» **Work order 1**: Write out the budget passage from "What are you" to "of money again.".
» **Work order 2**: In one to three sentences, state the reason the budget passage gives for doubting the surplus claims.

» **Selected passage**:
#####

Only after doing things such as threatening to cut 300 million from education unless folks raised taxes (retroactively as well).
If your method of balancing the budget is always asking for more money, you haven't really balanced the budget.
What are you going to do in a few years when those tax hikes expire, and you suddenly lose the same amount of revenue?
I look forward to a few years when we begin to hear the claim in that we need to make the temporary hikes permanent, because we are running out of money again.
(This is, btw, fairly similar as to how the federal income tax was created. It was originally temporary)
As for the surplus claims: Of course the guy who supported the ballot initiative is going to say it's going to run a surplus.
However, even the ballot initiative booklet mentioned the surplus claims are possibly false, as the kind of revenue they are depending on is very transient and hard to predict.
As for the surplus claims: Of course the guy who supported the ballot initiative is going to say it's going to run a surplus.
The independent Legislative Analyst's Office, which had previously said Brown's budget would have had a $1.9 billion shortfall in November, now says that it is roughly in balance due to changes in income tax:
If your method of balancing the budget is always asking for more money, you haven't really balanced the budget.

#####

» **Extracted data**:
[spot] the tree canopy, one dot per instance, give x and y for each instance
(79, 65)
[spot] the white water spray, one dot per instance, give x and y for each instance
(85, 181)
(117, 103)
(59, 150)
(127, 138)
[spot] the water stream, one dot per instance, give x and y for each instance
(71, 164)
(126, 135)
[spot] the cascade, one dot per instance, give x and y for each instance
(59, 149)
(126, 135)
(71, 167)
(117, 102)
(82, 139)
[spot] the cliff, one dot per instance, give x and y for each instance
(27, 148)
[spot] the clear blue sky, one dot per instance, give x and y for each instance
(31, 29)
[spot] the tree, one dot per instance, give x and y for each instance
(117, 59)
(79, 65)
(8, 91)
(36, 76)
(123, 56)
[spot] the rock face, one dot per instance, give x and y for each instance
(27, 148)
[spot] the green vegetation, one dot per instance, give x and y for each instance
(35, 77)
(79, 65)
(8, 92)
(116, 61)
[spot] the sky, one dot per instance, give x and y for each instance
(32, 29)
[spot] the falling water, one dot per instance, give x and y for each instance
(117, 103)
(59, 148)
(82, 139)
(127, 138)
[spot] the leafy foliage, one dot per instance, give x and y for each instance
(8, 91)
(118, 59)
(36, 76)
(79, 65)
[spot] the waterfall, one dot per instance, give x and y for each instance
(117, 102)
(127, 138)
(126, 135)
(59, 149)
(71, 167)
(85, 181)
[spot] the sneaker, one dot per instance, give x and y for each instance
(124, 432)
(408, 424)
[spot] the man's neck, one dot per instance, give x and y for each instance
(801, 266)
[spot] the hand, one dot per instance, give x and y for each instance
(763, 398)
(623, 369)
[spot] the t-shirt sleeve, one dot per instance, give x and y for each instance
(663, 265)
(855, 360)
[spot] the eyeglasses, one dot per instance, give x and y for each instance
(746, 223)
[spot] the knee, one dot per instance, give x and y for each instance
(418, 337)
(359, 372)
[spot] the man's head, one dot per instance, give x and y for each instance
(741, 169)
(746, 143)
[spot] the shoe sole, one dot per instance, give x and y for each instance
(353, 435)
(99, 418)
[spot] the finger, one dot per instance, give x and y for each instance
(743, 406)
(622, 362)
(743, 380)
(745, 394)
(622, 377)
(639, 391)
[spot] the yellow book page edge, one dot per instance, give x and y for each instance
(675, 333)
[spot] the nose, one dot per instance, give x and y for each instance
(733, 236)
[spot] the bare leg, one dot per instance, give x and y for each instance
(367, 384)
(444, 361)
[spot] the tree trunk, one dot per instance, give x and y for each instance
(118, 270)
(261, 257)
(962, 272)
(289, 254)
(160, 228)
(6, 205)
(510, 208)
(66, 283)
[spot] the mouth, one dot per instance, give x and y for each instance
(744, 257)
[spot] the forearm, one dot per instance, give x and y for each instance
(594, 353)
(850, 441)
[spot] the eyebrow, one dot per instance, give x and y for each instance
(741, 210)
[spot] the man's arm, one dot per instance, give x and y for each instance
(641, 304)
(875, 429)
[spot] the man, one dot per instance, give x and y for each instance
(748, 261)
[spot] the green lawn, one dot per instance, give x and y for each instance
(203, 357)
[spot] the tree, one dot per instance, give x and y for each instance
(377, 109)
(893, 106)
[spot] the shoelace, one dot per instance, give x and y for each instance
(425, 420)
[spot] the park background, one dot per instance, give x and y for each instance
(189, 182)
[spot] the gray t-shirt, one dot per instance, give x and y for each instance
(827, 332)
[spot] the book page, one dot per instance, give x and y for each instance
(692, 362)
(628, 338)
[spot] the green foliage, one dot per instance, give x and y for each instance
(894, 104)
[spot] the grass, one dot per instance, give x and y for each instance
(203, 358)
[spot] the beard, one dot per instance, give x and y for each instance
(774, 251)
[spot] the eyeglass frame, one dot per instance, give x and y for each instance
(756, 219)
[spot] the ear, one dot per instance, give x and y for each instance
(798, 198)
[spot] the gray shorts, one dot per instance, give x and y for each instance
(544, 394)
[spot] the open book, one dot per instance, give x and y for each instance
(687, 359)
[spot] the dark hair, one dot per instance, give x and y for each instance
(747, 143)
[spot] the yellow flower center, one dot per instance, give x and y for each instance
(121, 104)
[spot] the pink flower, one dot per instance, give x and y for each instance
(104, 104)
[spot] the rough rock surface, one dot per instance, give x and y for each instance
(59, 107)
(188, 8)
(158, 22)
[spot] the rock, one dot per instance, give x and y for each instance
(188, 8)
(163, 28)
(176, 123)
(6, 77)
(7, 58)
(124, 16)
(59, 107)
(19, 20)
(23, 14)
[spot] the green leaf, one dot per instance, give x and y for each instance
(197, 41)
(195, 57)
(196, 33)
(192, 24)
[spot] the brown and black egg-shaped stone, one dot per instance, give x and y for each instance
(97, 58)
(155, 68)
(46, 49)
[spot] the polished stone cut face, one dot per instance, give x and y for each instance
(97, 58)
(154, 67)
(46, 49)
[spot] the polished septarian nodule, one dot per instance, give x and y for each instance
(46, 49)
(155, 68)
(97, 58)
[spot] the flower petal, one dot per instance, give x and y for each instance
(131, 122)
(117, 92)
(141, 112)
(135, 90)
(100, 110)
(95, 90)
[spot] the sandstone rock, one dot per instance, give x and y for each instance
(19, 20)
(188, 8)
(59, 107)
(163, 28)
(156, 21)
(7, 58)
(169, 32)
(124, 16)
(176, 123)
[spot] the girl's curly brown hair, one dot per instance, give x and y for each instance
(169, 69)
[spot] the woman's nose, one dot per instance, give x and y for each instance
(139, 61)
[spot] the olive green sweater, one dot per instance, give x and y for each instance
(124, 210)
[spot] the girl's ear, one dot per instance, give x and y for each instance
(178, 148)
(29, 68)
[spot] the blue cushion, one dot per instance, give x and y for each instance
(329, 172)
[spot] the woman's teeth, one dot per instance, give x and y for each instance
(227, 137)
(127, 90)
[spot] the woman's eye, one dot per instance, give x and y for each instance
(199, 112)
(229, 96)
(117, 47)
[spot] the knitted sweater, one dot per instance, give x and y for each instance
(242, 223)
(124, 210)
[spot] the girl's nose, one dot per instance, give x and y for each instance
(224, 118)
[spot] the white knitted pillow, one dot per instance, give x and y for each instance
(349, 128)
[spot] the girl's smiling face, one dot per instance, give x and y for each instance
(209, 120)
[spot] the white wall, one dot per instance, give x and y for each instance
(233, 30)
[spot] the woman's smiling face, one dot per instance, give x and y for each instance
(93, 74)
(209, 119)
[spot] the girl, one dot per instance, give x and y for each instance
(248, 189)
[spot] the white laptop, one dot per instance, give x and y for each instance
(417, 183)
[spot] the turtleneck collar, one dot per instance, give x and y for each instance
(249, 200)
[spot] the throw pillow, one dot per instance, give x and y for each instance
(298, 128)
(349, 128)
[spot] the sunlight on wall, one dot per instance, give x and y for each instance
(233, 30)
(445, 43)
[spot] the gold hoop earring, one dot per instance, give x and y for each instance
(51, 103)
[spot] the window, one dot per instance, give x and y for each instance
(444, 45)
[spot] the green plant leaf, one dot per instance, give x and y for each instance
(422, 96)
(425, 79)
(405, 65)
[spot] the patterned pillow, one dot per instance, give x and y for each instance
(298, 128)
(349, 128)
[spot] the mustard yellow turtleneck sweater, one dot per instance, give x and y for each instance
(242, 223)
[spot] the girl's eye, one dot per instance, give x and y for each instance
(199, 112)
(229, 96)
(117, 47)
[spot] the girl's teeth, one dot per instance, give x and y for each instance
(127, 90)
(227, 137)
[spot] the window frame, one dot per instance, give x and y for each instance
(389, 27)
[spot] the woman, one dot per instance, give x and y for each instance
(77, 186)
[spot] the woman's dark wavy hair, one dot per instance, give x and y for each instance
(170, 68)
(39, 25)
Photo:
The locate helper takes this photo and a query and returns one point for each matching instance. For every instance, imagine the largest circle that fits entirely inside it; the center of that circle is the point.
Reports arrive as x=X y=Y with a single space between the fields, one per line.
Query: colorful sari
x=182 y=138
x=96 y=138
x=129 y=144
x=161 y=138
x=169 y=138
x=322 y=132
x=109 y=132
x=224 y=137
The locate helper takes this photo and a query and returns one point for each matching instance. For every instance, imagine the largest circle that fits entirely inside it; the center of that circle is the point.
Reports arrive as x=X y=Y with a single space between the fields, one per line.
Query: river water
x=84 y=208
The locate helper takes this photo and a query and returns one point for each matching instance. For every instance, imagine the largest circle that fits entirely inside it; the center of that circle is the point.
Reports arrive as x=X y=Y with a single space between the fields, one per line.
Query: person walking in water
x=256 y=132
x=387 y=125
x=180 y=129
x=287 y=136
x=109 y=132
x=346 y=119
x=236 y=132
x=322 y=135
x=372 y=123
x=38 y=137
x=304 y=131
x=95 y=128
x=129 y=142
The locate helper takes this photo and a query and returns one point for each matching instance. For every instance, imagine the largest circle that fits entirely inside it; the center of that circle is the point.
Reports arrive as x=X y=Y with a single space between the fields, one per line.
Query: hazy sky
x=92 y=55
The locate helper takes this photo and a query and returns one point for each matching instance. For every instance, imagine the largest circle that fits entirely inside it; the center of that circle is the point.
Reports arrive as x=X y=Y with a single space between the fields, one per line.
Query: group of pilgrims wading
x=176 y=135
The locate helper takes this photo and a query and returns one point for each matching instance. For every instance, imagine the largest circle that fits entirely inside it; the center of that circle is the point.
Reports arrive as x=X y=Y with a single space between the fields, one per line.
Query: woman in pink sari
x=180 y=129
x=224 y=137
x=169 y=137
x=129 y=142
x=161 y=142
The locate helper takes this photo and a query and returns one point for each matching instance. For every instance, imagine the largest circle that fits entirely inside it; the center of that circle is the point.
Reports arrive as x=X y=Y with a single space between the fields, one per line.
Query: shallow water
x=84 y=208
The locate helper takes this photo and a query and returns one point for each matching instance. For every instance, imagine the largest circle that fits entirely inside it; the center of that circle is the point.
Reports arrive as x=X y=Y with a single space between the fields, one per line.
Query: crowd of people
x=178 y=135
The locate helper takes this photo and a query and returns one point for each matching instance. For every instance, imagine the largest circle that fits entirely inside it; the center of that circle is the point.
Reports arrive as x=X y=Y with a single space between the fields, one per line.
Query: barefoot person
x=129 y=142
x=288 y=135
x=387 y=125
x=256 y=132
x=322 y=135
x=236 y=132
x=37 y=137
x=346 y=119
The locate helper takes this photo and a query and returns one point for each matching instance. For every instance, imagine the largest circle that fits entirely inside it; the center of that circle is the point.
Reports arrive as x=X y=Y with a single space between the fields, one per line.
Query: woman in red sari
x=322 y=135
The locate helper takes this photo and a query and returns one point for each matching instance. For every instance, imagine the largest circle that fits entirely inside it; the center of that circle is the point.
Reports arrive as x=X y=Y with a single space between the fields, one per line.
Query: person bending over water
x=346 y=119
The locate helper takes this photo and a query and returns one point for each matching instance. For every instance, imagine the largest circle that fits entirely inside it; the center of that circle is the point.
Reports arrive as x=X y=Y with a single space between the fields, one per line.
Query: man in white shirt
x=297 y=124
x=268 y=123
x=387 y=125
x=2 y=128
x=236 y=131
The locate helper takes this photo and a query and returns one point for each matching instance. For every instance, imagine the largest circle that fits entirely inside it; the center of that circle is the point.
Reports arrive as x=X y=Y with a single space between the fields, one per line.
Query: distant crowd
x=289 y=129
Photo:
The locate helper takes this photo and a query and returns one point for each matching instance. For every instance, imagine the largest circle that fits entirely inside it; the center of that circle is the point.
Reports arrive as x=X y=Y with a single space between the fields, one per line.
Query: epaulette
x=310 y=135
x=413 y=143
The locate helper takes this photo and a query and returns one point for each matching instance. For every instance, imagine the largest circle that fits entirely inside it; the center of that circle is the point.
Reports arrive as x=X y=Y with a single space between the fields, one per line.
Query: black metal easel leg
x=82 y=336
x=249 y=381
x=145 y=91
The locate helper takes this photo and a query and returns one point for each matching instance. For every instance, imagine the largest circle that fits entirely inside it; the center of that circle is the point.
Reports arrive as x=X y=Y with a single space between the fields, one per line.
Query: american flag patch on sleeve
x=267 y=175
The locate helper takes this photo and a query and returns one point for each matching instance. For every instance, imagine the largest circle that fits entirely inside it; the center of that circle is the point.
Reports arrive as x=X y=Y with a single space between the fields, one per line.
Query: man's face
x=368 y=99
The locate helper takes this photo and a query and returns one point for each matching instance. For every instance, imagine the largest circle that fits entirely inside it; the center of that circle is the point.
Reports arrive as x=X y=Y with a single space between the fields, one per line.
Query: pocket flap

#####

» **Exercise response 1**:
What are you going to do in a few years when those tax hikes expire, and you suddenly lose the same amount of revenue?
I look forward to a few years when we begin to hear the claim in that we need to make the temporary hikes permanent, because we are running out of money again.

» **Exercise response 2**: Even the ballot initiative booklet noted that the surplus claims are possibly false. The revenue those claims depend on is very transient and hard to predict.